With the pictures set aside, reproduce each entry precisely as it reads.

[[ DATA RECORDS, beginning ]]

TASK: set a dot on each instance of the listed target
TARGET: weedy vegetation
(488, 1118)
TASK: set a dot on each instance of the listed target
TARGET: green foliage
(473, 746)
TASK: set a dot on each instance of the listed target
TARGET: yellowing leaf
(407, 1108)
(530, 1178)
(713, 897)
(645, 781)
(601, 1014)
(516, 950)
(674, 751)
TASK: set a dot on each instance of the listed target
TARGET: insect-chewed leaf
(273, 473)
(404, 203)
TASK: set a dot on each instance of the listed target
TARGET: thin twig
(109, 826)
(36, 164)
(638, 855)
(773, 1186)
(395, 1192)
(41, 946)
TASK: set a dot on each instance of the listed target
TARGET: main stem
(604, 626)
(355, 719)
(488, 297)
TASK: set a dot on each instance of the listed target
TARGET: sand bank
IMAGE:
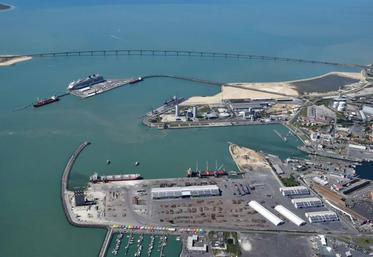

[[ DATA RECORDS, end ]]

• _SOLUTION_
TASK: set a dot on each instance of the listed target
TARGET: weedy vegetation
(488, 1118)
TASK: set a dot on each instance of the listed target
TARGET: green foliage
(473, 746)
TASK: set a dot on each instance of the listed target
TARGET: yellowing leaf
(407, 1108)
(530, 1178)
(713, 897)
(645, 781)
(601, 1014)
(516, 950)
(674, 751)
TASK: set a dot on each instance of the listed target
TARGET: insect-chewed leaf
(273, 473)
(404, 203)
TASK: set a dot on each instance of the listed target
TARGET: thin twig
(109, 826)
(36, 164)
(638, 855)
(773, 1186)
(395, 1192)
(41, 946)
TASK: set a dot on each instance of the listed target
TARGET: main stem
(604, 626)
(355, 719)
(488, 297)
TASK: set a dot on each instance of the listed target
TARGET: sand bank
IMAGE:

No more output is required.